-------- SOURCE DATA

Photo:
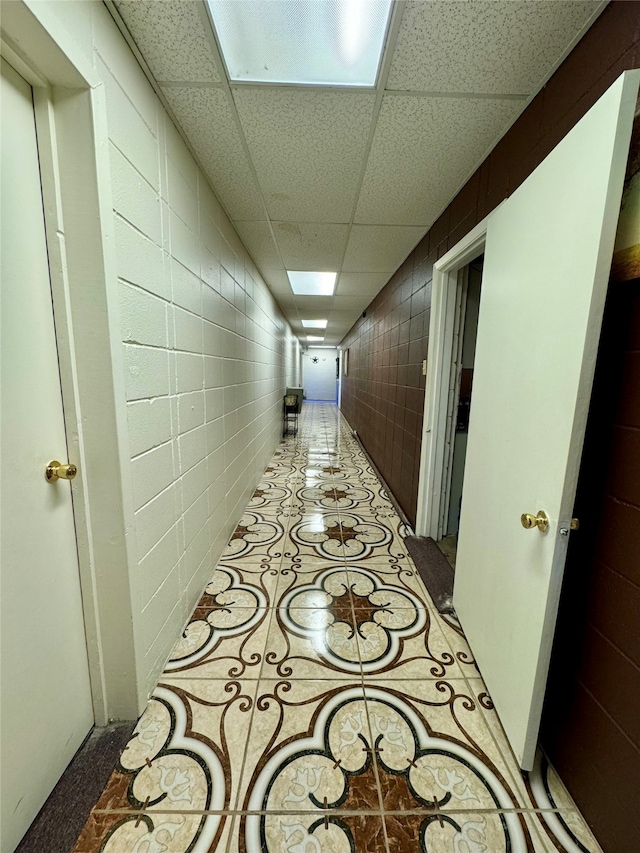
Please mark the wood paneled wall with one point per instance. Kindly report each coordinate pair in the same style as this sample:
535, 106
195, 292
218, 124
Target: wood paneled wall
383, 395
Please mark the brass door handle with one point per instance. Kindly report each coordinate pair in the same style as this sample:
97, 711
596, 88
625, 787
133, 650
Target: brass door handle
540, 521
55, 471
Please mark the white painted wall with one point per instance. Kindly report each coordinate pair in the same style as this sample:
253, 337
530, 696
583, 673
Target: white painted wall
319, 378
207, 353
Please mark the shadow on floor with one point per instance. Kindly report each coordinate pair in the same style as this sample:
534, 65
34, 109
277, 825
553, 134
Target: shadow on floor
60, 820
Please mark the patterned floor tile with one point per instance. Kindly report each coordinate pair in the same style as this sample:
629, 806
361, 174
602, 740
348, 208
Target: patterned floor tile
311, 742
226, 644
317, 702
286, 833
498, 832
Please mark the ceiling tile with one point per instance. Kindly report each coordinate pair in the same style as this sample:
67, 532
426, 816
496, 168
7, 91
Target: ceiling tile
379, 248
317, 304
277, 281
309, 246
500, 47
307, 147
350, 303
423, 150
257, 238
207, 120
361, 283
162, 32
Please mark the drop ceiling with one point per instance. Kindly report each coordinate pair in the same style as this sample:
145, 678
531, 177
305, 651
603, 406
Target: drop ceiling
349, 180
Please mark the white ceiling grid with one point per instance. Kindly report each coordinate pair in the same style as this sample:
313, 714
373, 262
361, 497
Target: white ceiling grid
327, 178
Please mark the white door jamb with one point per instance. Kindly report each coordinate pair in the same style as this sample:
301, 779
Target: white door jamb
442, 324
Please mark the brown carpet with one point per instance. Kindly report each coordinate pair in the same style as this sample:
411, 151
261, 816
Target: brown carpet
60, 820
434, 569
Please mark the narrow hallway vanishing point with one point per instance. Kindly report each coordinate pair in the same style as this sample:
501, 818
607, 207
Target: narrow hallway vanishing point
317, 701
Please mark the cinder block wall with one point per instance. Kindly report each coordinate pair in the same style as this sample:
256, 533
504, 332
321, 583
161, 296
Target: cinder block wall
207, 353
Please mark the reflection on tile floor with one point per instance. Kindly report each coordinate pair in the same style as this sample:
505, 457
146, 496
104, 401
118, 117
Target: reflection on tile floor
317, 702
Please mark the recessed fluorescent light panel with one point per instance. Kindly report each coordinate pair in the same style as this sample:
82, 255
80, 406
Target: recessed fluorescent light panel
308, 42
305, 283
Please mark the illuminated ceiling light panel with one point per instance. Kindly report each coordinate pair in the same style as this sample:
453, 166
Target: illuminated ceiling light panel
304, 283
304, 42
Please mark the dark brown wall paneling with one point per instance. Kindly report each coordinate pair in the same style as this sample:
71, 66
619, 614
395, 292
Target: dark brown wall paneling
383, 395
591, 724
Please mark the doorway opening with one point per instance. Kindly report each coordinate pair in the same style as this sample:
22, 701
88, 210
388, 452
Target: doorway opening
461, 383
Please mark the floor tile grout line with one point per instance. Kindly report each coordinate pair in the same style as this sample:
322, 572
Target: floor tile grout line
336, 811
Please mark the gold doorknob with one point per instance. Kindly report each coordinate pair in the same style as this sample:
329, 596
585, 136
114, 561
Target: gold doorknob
55, 471
540, 521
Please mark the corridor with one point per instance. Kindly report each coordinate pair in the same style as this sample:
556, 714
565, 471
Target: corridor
317, 701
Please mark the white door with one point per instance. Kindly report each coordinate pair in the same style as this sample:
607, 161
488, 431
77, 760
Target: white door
319, 374
547, 260
45, 692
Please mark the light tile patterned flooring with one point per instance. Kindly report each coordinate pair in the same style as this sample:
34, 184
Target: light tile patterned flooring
317, 702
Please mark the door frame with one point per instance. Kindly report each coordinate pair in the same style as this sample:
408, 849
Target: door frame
438, 402
73, 147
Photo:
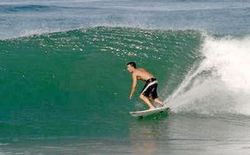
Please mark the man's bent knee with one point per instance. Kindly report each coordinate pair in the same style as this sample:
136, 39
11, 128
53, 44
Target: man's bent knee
142, 96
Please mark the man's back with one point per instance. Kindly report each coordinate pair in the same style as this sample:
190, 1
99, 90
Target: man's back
142, 74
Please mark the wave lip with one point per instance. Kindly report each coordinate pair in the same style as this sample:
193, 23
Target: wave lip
220, 83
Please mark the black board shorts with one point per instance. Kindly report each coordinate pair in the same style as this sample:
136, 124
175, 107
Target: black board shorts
150, 88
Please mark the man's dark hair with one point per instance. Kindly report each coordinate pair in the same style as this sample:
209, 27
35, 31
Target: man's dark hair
132, 64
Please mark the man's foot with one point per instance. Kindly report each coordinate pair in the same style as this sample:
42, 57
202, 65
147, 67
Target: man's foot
151, 108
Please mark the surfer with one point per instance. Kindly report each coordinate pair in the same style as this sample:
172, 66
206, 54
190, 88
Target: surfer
149, 91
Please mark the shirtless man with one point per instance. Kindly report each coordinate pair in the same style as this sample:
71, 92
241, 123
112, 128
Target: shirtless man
149, 91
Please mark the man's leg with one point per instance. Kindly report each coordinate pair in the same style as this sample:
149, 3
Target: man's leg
146, 100
157, 100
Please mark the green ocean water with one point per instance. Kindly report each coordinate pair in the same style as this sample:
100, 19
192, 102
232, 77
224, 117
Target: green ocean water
75, 84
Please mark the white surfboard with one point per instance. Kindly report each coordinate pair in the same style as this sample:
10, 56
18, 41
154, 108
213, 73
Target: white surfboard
144, 113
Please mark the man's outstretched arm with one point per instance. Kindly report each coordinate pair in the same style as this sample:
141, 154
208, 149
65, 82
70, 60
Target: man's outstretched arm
134, 83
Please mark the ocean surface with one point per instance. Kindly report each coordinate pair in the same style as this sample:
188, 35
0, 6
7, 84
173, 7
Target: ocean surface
64, 86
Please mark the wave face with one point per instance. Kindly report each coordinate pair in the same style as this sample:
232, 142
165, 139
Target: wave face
75, 83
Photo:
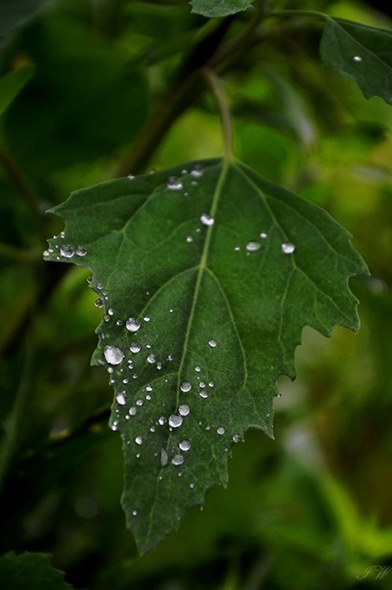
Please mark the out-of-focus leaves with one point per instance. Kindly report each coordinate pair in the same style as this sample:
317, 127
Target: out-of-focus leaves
12, 83
83, 102
362, 53
30, 571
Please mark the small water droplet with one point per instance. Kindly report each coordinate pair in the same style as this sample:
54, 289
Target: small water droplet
164, 458
178, 460
81, 251
67, 251
253, 246
121, 399
113, 355
207, 219
183, 410
287, 248
185, 445
197, 171
132, 325
175, 421
174, 184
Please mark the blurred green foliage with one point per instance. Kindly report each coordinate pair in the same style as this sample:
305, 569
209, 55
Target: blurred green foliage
309, 510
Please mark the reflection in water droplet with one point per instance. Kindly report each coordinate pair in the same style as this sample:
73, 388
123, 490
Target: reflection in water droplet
113, 355
183, 410
185, 445
287, 248
132, 325
253, 246
67, 251
175, 421
207, 219
174, 184
185, 387
178, 460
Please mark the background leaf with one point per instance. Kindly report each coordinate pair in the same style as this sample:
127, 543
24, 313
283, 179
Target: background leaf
219, 8
362, 53
30, 570
207, 274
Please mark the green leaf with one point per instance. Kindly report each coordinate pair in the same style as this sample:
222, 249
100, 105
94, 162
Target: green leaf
12, 83
30, 570
208, 274
219, 8
362, 53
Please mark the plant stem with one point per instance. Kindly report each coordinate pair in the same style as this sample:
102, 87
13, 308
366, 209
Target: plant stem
217, 90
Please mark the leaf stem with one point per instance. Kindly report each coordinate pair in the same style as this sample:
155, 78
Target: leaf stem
216, 87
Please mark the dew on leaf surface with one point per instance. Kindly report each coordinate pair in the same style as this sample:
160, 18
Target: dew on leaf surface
132, 325
113, 355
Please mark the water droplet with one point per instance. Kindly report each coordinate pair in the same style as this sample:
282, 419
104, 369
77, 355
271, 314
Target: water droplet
67, 251
185, 445
81, 251
207, 219
113, 355
287, 248
253, 246
120, 399
175, 421
183, 410
164, 458
178, 460
132, 325
197, 171
174, 184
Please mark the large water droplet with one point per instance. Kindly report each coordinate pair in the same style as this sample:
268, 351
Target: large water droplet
287, 248
81, 251
207, 219
121, 399
253, 246
132, 325
174, 184
178, 460
175, 421
67, 251
113, 355
183, 410
185, 445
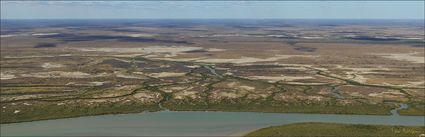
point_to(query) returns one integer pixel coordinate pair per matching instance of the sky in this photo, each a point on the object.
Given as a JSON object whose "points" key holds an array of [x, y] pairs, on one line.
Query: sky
{"points": [[212, 9]]}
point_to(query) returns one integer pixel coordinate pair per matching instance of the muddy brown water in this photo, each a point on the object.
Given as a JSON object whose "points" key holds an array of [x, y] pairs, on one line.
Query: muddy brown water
{"points": [[171, 123]]}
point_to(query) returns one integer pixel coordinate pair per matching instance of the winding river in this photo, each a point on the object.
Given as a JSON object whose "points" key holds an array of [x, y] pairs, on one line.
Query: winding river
{"points": [[184, 123]]}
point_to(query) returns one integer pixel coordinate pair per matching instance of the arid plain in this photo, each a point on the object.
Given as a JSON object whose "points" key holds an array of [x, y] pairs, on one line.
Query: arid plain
{"points": [[51, 71]]}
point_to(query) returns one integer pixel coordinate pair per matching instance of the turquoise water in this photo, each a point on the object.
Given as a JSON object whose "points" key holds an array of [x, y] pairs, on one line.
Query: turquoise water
{"points": [[170, 123]]}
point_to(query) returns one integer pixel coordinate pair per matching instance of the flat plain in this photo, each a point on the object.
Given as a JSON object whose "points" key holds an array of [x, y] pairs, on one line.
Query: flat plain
{"points": [[56, 69]]}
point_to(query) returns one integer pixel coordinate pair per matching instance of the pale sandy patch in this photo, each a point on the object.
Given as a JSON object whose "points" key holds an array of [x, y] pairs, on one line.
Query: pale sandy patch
{"points": [[58, 74], [4, 76], [51, 65], [251, 59], [170, 51], [127, 76], [249, 88], [404, 57], [182, 95], [7, 36], [140, 35], [281, 78], [44, 34]]}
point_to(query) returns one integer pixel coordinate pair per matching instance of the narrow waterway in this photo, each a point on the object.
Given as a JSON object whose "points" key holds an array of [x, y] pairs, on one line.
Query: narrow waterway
{"points": [[171, 123]]}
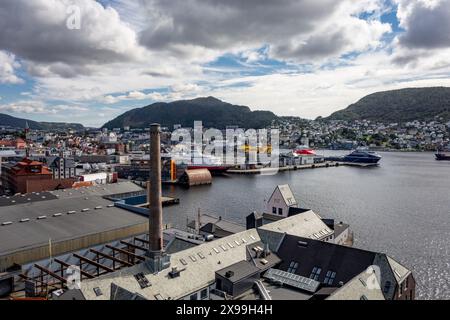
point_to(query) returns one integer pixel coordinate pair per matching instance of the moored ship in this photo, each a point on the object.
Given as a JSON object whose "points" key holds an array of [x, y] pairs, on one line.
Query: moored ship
{"points": [[359, 156]]}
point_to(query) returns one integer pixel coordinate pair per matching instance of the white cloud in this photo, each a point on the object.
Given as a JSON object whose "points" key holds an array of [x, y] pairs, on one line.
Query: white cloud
{"points": [[37, 32], [8, 66], [123, 52], [39, 107]]}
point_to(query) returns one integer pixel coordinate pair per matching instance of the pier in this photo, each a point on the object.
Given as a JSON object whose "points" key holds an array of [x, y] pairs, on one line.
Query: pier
{"points": [[328, 164]]}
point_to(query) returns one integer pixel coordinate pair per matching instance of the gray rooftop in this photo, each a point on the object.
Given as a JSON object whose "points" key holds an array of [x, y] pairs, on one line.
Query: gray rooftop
{"points": [[36, 232]]}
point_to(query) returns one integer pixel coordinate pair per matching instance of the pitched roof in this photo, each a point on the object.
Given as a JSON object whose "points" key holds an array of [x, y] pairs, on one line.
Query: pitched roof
{"points": [[347, 262], [307, 224], [287, 194], [364, 286]]}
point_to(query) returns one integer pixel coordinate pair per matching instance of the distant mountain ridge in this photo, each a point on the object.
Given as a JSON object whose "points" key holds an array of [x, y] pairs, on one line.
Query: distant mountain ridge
{"points": [[10, 121], [402, 105], [213, 112]]}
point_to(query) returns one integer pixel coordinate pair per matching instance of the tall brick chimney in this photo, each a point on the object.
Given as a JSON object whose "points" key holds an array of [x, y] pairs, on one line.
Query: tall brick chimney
{"points": [[157, 259]]}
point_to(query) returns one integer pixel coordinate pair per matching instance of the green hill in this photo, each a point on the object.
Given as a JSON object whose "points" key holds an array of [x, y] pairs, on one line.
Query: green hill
{"points": [[400, 106], [211, 111], [10, 121]]}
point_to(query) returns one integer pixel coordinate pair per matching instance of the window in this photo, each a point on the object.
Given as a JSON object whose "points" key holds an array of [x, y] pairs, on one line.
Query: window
{"points": [[293, 267], [142, 280], [204, 294], [387, 286], [329, 278], [315, 273], [97, 291]]}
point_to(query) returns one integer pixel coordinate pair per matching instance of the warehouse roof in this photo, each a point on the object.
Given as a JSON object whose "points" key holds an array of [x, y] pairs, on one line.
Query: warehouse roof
{"points": [[75, 213], [198, 265]]}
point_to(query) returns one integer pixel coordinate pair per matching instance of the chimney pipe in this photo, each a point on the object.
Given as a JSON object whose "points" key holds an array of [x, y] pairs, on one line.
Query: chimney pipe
{"points": [[154, 192]]}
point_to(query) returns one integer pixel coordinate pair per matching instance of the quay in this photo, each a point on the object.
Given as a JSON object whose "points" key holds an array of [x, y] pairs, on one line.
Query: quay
{"points": [[327, 164]]}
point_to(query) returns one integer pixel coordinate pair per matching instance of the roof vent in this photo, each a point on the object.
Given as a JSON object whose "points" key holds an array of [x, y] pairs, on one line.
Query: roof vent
{"points": [[302, 244], [174, 273], [142, 280]]}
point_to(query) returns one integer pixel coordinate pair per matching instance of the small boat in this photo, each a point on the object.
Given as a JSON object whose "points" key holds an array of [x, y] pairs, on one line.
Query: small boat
{"points": [[304, 151], [443, 155], [360, 156]]}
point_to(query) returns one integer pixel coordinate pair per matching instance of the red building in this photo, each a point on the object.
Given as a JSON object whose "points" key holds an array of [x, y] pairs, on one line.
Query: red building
{"points": [[17, 144], [31, 176]]}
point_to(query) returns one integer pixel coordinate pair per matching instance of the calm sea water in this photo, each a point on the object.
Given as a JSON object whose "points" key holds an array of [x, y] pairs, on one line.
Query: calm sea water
{"points": [[401, 208]]}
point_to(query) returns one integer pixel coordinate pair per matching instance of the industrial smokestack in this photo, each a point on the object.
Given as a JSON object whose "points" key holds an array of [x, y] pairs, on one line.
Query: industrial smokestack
{"points": [[154, 192]]}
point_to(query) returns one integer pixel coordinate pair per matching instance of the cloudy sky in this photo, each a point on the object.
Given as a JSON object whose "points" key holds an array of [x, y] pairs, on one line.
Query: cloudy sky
{"points": [[294, 57]]}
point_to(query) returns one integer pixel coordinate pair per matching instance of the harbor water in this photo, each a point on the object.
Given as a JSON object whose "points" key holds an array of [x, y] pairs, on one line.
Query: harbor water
{"points": [[401, 208]]}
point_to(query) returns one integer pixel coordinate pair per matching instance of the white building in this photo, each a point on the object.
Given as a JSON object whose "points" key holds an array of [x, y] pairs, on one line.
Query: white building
{"points": [[280, 202]]}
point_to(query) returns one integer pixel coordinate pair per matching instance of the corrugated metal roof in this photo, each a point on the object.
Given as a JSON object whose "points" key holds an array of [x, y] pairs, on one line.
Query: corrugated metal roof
{"points": [[33, 233]]}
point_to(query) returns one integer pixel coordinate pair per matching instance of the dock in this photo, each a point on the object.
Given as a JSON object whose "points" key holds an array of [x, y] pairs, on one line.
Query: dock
{"points": [[286, 168], [166, 201]]}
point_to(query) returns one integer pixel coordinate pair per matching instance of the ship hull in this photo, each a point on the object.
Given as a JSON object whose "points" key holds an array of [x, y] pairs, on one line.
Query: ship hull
{"points": [[212, 169], [442, 157], [361, 160]]}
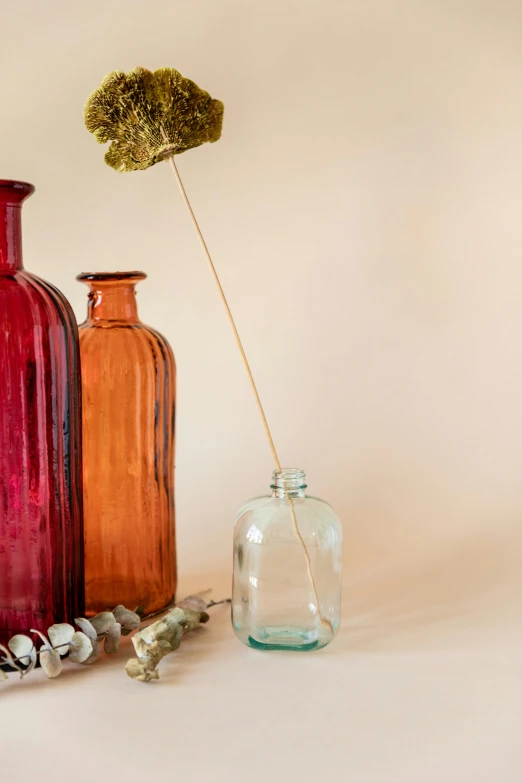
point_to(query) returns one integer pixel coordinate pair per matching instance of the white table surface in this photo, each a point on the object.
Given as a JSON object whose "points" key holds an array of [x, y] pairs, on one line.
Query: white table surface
{"points": [[422, 685]]}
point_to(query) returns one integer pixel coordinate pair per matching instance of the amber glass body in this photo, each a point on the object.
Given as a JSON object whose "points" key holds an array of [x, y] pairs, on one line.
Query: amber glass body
{"points": [[128, 387], [41, 534]]}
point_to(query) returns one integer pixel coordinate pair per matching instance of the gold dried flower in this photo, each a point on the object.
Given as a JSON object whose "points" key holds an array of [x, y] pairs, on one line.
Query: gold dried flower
{"points": [[150, 116]]}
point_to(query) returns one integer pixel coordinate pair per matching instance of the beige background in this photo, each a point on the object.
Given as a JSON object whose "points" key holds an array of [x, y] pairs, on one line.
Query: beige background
{"points": [[364, 210]]}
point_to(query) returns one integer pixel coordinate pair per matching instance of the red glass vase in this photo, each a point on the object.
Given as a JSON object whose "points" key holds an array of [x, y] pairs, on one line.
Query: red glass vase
{"points": [[41, 530]]}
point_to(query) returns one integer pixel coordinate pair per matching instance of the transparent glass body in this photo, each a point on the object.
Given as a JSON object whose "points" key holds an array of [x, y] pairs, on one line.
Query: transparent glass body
{"points": [[287, 569]]}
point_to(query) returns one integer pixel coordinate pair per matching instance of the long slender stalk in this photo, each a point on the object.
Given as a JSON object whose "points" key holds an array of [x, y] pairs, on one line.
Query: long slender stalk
{"points": [[277, 462]]}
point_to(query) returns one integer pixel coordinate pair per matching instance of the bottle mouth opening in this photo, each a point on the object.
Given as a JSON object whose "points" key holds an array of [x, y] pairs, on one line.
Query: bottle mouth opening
{"points": [[289, 478], [111, 277], [14, 192]]}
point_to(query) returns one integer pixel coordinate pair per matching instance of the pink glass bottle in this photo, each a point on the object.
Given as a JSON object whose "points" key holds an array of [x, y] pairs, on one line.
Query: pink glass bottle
{"points": [[41, 530]]}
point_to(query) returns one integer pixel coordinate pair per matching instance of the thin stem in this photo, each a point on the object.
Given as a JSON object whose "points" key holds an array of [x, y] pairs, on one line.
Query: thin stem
{"points": [[215, 275], [228, 312], [218, 603]]}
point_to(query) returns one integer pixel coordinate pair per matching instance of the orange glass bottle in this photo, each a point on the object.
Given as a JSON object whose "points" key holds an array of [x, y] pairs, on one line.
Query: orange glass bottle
{"points": [[128, 385]]}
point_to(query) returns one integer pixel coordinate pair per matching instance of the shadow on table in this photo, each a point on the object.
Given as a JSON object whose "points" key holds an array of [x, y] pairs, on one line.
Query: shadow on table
{"points": [[415, 602]]}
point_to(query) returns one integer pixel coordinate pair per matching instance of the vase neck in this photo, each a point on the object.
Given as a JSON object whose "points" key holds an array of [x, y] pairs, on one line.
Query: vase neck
{"points": [[289, 482], [112, 296], [12, 194]]}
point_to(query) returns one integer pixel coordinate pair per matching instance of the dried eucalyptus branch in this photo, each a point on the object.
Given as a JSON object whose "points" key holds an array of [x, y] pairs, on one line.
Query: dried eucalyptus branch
{"points": [[84, 646], [164, 636]]}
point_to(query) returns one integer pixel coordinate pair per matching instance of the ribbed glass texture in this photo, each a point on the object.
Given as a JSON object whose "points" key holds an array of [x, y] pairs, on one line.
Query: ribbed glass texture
{"points": [[128, 380], [41, 535]]}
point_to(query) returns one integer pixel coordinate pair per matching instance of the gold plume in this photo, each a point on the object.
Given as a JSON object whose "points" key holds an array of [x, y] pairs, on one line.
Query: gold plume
{"points": [[150, 116]]}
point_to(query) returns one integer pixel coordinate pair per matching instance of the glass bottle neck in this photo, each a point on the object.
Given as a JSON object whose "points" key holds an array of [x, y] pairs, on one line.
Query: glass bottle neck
{"points": [[112, 296], [108, 303], [10, 238], [12, 194], [288, 483]]}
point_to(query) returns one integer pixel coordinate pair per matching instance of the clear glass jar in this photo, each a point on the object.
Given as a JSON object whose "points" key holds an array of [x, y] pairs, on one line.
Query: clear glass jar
{"points": [[287, 568]]}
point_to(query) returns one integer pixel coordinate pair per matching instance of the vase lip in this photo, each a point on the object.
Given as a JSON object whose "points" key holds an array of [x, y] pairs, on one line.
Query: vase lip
{"points": [[13, 191], [288, 478], [100, 277]]}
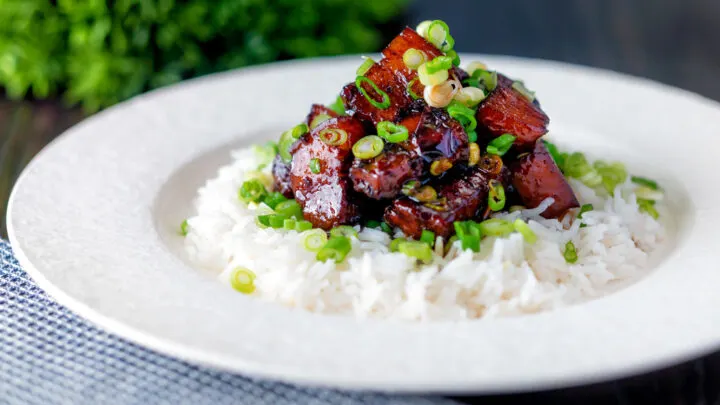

----------------

Copy out, exactly and alone, the lines of the entries above between the ones holding "Query: small boat" and "of the calm", inclusive.

- _SOLUTION FOR THIS PROBLEM_:
Query: small boat
{"points": [[304, 151], [443, 155], [360, 156]]}
point_to(query) returns one integer pixel coordinate pair per matching instance of the red building in this photo, each a point on the object.
Given as a JSON object whose "points" key holds an array of [x, y] pairs, on one line.
Query: red building
{"points": [[17, 144], [31, 176]]}
point_to(query) returns one integer pixel coordinate pair per matching instance of the calm sea water in this photo, each a point on the object.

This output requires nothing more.